**ЗАДАНИЕ 1:** В каком году, согласно цитате из «Других берегов» в отрывке для чтения, мать повествователя нашла осколок на ментонском пляже?
**ЗАДАНИЕ 2:** Пожалуйста, обновите записи, начиная со строки с «If you could tag each instance of the antenna» и до конца записей включительно, заменив «metal mast» на «steel mast» и больше ничего не меняя. Выведите только эти строки, без картинок.

**ОТРЫВОК ДЛЯ ЧТЕНИЯ:**
-=-=-=-=-
ПРЕДВОЕННОЕ
ВЛАДИМИР БЕРЕЗИН
Цвет — светло-коричневый, уходящий по краям в небытие.
Цвет предвоенный, знаменитого своей статистикой тринадцатого года, ахматовского рубежа веков. Цвет пыли на немощеной улице. Это ломкая фотография, с трудом извлеченная из окружения такой же ломкой бумаги в альбоме с золочеными застежками. Повод для рассуждения, упражнение в криптографии. Разговор о прошлом, отправной точкой которого — старая фотография, полон семиотических находок. Он напоминает бартовское описание негра под французским флагом, долгий и утомительный путь структурализма.
Попытки восстановить что-либо всегда кончаются неудачей. Прош-лое додумывается, оно ускользает. Между тем, наблюдатель, рассматривающий ветхие дневники и ломкие фотографии, конструирует прошлое по своему вкусу.
В нем появляются ценные для наблюдателя факты, всплывает гордость за мифическую конструкцию.
Это мнимая причастность к миру Атлантиды. Мир этот ускользающий, его не понять, а можно только додумать.
В моем восстановленном с ломкого желтого фотографического ли-ста мире — шляпки и высокие ботинки на шнуровке. Копошащаяся собака, не длинные, а долгие пальто, и оконные стекла, за которыми уже ничего не увидеть.
В нем мертвые души вещей.
В “Других берегах” есть рассуждение о камушках, осколках другой жизни, археологических свидетельствах, что катает прибой в Ментоне. Там, пишет Набоков, “были, похожие на леденцы, зеленые, розовые, синие стеклышки, вылизанные волной, и черные камешки с белой перевязью. Не сомневаюсь, что между этими слегка выгнутыми творениями майолики был и такой кусочек, на котором узорный бордюр как раз продолжал, как в вырезной картинке, узор кусочка, который я нашел в 1903 году на том же берегу, и эти два осколка продолжали узор третьего, который на том же самом ментонском пляже моя мать нашла в 1885-ом году, и четвертого, найденного ее матерью сто лет тому назад, — и так далее, так, что если б можно было собрать всю эту семью глиняных осколков, сложилась бы из них целиком чаша, разбитая итальянским ребенком Бог весть где и когда, но теперь починенная при помощи этих бронзовых скрепок”.
-=-=-=-=-
**ИСХОДНЫЕ ДАННЫЕ:**
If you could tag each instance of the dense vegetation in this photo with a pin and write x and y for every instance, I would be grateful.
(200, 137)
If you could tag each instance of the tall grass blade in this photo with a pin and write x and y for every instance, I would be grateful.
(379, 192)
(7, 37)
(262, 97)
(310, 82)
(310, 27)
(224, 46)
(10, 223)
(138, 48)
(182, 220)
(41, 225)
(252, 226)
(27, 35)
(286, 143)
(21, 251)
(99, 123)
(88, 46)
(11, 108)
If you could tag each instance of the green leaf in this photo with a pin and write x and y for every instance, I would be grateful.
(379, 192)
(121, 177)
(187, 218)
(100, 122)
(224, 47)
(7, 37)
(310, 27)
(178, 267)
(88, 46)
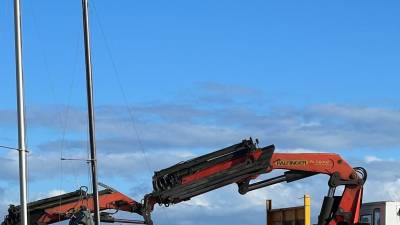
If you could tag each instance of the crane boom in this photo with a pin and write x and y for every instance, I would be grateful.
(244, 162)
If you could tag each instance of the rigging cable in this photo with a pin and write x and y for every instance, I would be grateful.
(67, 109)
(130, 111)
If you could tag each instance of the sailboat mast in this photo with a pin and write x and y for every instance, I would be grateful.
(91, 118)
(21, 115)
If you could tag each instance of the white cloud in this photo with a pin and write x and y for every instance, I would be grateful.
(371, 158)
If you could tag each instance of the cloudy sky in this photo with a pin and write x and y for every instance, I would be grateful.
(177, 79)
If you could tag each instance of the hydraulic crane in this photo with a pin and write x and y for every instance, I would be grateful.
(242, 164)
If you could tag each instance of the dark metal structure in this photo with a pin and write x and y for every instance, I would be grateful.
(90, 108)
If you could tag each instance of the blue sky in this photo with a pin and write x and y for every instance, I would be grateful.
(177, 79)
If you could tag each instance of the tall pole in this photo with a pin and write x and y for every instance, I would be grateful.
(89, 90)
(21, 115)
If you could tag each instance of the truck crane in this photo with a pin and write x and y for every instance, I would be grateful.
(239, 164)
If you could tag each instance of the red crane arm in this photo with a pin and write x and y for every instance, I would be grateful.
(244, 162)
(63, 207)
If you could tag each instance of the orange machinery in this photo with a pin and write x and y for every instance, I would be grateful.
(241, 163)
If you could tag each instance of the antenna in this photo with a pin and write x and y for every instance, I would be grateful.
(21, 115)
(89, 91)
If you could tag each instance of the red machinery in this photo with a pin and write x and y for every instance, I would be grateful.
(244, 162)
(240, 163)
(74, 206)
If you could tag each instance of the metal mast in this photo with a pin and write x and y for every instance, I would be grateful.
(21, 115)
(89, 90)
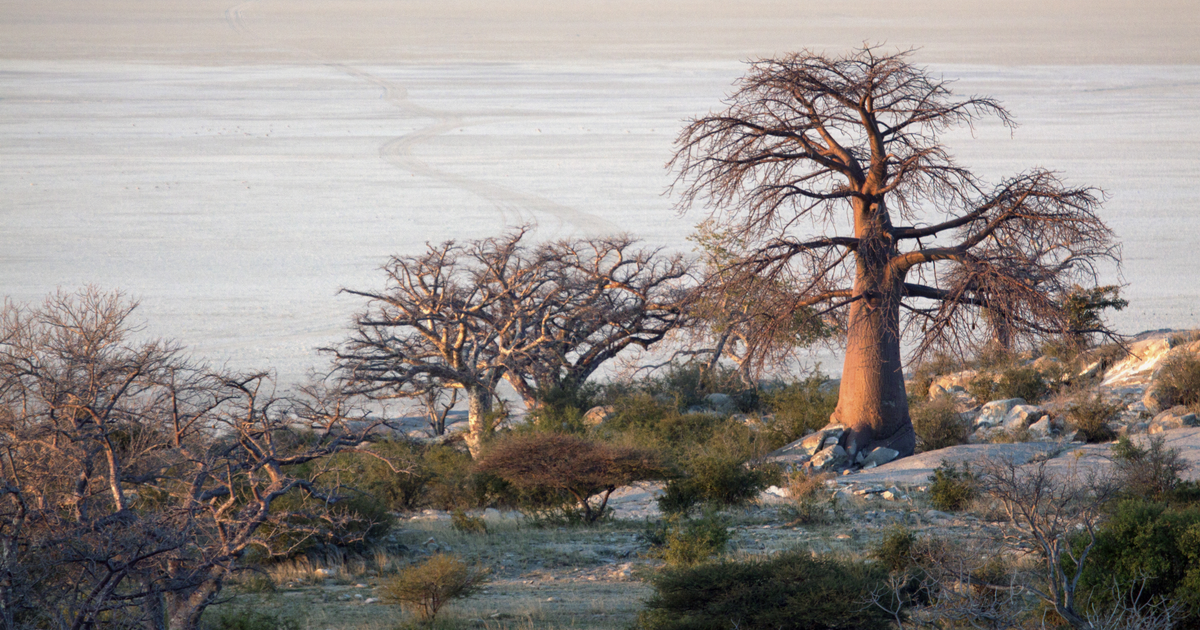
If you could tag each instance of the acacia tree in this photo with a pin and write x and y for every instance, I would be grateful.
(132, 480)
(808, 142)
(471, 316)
-=-=-=-=-
**РЕЗУЛЬТАТ 1:** В 1885 году.

**РЕЗУЛЬТАТ 2:**
If you could tag each instance of the antenna in this photo with a pin and write x and y for every instance, I would be grateful.
(21, 115)
(89, 91)
If you could tag each instance of the red machinery in this photo with a pin and write x and y for every instance, I would be grateful.
(244, 162)
(240, 163)
(74, 206)
If you could tag each instance of the steel mast in this photo with a pin and write x and y for every instance, I would be grateful.
(21, 115)
(89, 90)
If you could tag each instance of the acacia tree in this photo with a pin and write x and y for every instance, I would be grateful.
(132, 480)
(808, 142)
(471, 316)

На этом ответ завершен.